• [Work request] Make an exact copy of the lines below.
== Segment start ==
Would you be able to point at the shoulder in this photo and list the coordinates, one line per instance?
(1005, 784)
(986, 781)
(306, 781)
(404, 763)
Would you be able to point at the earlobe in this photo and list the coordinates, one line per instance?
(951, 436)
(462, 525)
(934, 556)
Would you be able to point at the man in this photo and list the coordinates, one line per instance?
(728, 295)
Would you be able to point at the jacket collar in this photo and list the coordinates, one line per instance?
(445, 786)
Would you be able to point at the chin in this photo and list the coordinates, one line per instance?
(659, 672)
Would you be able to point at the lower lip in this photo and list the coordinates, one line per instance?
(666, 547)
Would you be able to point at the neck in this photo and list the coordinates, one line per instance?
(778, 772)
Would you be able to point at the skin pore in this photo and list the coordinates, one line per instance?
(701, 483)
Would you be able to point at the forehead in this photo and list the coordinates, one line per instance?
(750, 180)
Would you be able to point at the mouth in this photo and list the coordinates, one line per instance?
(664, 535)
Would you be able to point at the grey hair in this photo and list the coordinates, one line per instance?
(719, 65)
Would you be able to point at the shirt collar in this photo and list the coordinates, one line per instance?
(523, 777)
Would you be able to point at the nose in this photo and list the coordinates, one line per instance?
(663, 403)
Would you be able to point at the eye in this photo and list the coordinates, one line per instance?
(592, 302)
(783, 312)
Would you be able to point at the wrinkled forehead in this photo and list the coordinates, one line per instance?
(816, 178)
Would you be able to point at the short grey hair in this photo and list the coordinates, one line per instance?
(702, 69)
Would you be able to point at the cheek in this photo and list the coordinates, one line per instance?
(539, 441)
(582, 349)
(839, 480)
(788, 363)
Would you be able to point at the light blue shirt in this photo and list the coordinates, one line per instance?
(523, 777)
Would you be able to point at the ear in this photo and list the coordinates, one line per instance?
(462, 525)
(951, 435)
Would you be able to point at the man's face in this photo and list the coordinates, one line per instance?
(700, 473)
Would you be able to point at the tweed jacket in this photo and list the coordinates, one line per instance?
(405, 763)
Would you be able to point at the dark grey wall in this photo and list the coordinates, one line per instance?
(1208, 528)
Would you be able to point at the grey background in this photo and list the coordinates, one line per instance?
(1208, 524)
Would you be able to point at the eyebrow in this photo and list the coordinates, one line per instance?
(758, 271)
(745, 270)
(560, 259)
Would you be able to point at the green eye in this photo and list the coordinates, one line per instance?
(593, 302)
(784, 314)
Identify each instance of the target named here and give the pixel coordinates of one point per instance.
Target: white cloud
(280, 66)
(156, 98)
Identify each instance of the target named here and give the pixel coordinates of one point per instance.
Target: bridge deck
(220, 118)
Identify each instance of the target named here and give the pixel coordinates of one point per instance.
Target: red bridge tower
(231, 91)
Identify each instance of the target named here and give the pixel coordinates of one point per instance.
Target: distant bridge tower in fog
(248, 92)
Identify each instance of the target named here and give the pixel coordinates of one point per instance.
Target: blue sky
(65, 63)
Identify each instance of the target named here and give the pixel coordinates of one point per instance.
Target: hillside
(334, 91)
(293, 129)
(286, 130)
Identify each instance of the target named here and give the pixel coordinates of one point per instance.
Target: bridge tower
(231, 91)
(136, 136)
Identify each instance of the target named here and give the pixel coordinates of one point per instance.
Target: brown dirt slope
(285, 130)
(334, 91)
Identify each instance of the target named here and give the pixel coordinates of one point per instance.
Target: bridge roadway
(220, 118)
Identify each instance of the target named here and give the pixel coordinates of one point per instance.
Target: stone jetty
== Segment end ==
• [Solution to this problem]
Would you be able to point at the shoulder in this photo and list the coordinates, one line per instance?
(1005, 784)
(986, 781)
(306, 781)
(404, 763)
Would you be able to point at the earlobe in this photo and list the coordinates, one line per instance?
(951, 436)
(462, 525)
(934, 556)
Would you be able to point at the man in this photo and list the coordinates, one line per instance?
(728, 295)
Would you be able to point at the jacket collar in this photo and list the coordinates, one line per instance?
(445, 786)
Would you be able to point at the chin in this photo and list the coordinates, one line per instance?
(659, 672)
Would you be able to point at the lower lip in this photo and list the coordinates, one line per instance?
(666, 547)
Would you be able to point at the neck in this photo and list the coordinates, one line per instance?
(778, 772)
Would you be able to point at the skin pore in this photo and list the coordinates, one line per instance?
(701, 483)
Would you be able to point at the forehead in this photo and list the coordinates, one line per instance?
(750, 180)
Would you be able to point at the mouth in this photo and list the coordinates, one line per instance?
(664, 535)
Would you be able to point at the grey hair in this photo and list the coordinates, one line per instance?
(719, 65)
Would you be able to point at the shirt collar in this photo and list the coordinates, one line per instance?
(523, 777)
Would you be able to point at the nose in this photo and list the coordinates, one line per instance?
(663, 403)
Would you be able to point at the eye in this photo and list the coordinates, one line per instance?
(592, 302)
(783, 312)
Would you be able to point at the wrinkled forehead in this photo and list the coordinates, one line per instance?
(816, 178)
Would you be able to point at the short grey hair in this photo and list the coordinates, one line per instance?
(702, 69)
Would you be able to point at the cheek in this photo and list the coordinates, one line per instance?
(539, 441)
(582, 349)
(839, 480)
(788, 363)
Would you be able to point at the light blue shirt in this photo and list the coordinates, one line per instance?
(523, 777)
Would you be able to point at the ear in this photo and list the coordinates, one line per instance?
(462, 525)
(951, 435)
Would you be able to point at the man's face in this photo and list the coordinates, one line per instance?
(700, 473)
Would you be able to point at the tweed jacket in this photo and list the coordinates, one line per instance?
(405, 763)
Would you be able to point at the dark grey wall in this photo and list the coordinates, one line per instance?
(1208, 528)
Would you be able to point at the grey background in this photo and list the coordinates, one line per instance?
(1208, 524)
Would you be able to point at the eyebrow in this photo and list the coordinates, one line per instance?
(758, 271)
(745, 270)
(560, 259)
Would you be able to point at the green eye in this photo and list the coordinates, one line per instance?
(593, 302)
(784, 314)
Identify each instance of the target named here and give the pixel coordinates of one point per instance.
Target: white cloud
(280, 66)
(156, 98)
Identify each instance of the target named here and give the pixel coordinates of one point per instance.
Target: bridge deck
(220, 118)
Identify each instance of the target named here and give the pixel coordinates of one point per instance.
Target: red bridge tower
(231, 91)
Identify each instance of the target named here and give the pixel coordinates of one point per instance.
Target: distant bridge tower in fog
(248, 92)
Identify each instance of the target named here and give the pixel coordinates of one point per instance.
Target: blue sky
(65, 63)
Identify each instance of the target named here and give the pixel coordinates of one point per instance.
Target: hillside
(334, 91)
(293, 129)
(286, 130)
Identify each instance of the target named here and give the pixel coordinates of one point per instance.
Target: bridge tower
(231, 91)
(136, 136)
Identify each instance of the target named here and give the pixel coordinates of one point per instance.
Target: brown dirt slope
(285, 130)
(334, 91)
Identify each instance of the target named here and give the pixel coordinates of one point per instance.
Target: bridge roadway
(220, 118)
Identify each instance of the target named here and give the pixel coordinates of one point per instance.
Target: stone jetty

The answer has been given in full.